**Lines of data**
◇ ◇ ◇ ◇ ◇
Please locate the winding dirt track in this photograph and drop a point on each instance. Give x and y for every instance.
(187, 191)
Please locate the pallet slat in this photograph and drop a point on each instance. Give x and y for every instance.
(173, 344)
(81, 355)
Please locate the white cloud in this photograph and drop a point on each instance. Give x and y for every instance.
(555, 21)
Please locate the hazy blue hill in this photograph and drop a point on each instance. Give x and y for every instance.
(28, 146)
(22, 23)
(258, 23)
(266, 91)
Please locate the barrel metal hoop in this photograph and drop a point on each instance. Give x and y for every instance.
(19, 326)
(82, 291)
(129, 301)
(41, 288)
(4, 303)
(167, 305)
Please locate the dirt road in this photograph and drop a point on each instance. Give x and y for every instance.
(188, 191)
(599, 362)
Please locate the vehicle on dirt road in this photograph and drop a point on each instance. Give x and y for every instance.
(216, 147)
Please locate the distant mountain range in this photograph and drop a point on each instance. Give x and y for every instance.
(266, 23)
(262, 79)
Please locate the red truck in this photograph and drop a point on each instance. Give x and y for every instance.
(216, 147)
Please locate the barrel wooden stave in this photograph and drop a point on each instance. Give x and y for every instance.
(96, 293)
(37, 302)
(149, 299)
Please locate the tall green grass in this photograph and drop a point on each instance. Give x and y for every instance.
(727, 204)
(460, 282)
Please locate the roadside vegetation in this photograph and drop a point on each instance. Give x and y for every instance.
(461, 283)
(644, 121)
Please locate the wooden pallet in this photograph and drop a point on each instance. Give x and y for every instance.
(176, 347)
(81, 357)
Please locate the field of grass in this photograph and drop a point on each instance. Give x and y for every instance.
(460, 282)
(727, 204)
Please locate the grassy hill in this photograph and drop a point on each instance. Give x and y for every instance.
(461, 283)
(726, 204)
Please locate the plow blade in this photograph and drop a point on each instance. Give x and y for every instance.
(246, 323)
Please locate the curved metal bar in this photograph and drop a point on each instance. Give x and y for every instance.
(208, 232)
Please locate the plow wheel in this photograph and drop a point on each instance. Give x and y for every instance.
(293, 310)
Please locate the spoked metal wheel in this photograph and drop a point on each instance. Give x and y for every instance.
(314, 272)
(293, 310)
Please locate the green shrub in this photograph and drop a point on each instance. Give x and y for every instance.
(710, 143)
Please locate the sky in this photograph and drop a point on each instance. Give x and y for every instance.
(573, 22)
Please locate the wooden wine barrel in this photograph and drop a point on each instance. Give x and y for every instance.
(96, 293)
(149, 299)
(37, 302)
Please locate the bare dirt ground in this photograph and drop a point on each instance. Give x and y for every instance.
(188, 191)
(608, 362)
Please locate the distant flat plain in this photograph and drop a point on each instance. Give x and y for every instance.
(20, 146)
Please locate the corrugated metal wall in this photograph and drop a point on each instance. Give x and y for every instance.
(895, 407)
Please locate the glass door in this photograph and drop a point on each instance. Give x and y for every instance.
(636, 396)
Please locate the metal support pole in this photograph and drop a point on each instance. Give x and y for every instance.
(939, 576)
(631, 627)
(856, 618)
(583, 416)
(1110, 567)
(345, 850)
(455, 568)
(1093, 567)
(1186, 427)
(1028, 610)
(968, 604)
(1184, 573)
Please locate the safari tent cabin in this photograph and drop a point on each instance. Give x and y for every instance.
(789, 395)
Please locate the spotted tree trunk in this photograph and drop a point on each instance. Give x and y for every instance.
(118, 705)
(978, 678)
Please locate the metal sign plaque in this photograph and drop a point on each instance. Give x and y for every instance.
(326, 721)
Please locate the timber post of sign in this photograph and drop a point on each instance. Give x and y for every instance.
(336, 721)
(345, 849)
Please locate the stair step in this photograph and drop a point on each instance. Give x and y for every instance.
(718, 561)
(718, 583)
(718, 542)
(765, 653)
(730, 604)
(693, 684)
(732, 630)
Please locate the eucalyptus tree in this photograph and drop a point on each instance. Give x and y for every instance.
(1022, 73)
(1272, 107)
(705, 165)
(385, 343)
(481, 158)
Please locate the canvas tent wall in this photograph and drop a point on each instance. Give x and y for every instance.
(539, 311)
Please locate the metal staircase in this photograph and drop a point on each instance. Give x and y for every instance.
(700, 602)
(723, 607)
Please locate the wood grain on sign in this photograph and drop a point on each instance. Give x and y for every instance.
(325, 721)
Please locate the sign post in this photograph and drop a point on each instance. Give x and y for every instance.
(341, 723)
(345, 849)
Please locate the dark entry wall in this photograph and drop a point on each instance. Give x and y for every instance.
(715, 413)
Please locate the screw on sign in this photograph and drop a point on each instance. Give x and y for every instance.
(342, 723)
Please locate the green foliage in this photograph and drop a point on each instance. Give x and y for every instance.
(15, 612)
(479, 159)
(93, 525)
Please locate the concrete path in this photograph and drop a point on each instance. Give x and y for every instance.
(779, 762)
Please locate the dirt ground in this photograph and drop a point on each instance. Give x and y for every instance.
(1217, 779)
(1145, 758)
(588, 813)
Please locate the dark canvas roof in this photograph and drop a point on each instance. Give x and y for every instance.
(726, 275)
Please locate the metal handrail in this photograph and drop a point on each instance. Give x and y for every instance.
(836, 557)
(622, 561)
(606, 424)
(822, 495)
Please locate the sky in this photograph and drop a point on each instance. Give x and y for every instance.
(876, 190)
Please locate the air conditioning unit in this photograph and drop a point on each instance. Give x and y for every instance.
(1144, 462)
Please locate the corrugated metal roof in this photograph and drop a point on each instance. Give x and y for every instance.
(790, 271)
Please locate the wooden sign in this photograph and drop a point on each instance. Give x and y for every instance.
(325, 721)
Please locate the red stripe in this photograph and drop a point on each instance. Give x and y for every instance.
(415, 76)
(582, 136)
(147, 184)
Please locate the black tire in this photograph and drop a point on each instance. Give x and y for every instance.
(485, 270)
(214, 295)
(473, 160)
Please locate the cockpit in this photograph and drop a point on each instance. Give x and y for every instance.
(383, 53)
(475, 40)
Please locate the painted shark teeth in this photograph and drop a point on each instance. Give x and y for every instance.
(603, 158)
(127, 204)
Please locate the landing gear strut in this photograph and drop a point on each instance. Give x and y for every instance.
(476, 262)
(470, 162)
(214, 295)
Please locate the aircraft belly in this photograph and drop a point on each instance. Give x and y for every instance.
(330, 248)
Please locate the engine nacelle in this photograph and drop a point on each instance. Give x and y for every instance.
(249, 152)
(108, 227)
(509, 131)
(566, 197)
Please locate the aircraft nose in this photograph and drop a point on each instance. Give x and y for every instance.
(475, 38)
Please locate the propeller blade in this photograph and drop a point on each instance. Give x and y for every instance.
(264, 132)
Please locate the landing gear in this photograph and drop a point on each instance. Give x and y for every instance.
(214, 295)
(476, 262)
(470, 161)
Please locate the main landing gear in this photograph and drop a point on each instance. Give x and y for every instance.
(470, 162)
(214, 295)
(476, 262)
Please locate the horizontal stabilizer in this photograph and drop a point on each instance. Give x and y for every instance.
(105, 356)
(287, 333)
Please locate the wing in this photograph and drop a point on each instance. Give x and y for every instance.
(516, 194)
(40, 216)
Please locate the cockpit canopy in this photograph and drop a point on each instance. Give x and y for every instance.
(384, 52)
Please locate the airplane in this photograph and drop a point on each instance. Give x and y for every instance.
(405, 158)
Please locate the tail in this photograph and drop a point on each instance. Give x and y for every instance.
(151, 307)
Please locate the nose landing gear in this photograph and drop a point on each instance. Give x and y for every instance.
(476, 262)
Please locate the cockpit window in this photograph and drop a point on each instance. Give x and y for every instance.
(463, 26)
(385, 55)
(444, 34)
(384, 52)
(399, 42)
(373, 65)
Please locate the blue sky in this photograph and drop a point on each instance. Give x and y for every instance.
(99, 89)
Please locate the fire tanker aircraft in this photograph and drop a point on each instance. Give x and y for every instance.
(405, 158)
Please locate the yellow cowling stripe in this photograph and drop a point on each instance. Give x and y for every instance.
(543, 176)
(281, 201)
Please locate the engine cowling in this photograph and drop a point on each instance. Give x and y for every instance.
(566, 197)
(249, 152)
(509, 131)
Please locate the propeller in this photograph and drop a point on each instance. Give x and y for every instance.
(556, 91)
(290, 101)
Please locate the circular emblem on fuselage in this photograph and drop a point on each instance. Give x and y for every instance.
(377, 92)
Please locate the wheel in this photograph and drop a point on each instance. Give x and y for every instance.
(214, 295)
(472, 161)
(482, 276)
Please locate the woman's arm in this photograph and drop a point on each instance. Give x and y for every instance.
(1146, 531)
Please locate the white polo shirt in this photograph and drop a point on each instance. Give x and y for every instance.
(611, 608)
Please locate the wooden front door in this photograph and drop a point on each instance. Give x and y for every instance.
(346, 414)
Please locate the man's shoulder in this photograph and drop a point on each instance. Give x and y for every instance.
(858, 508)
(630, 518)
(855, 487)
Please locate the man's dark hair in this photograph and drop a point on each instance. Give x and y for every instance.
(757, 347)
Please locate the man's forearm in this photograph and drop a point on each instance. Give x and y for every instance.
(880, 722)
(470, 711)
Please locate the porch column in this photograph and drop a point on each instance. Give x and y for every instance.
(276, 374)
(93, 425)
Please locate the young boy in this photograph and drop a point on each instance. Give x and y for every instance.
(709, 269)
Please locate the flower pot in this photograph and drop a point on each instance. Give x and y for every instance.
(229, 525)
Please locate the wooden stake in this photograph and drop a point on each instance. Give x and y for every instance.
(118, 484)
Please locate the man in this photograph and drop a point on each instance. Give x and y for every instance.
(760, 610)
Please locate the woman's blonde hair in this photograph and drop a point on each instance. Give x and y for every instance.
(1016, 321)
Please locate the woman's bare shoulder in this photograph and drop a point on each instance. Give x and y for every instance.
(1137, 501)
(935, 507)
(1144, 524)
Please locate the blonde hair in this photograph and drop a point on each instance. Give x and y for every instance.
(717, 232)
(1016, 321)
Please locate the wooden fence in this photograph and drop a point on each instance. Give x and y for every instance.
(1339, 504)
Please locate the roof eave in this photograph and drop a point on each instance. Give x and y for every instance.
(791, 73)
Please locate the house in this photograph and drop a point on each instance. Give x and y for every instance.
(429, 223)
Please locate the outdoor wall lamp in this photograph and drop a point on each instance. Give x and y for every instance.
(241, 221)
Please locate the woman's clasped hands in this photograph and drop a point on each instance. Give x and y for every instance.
◇ ◇ ◇ ◇ ◇
**Exercise details**
Return, word for word, the rows from the one containing "Please locate the man in" to the one containing "(1144, 524)", both ends included.

**Answer to this exercise**
Please locate the man in this photograph and drop a point on each instance. Give x and y for every instance.
(760, 610)
Please locate the woman's blonde hair in this photograph and drop a point on each instance. Give x and y for every instance.
(1016, 321)
Please locate the woman's bare shoulder in this photograph and drop a point on each instance. Give x and y for every instance.
(1137, 501)
(935, 507)
(1144, 524)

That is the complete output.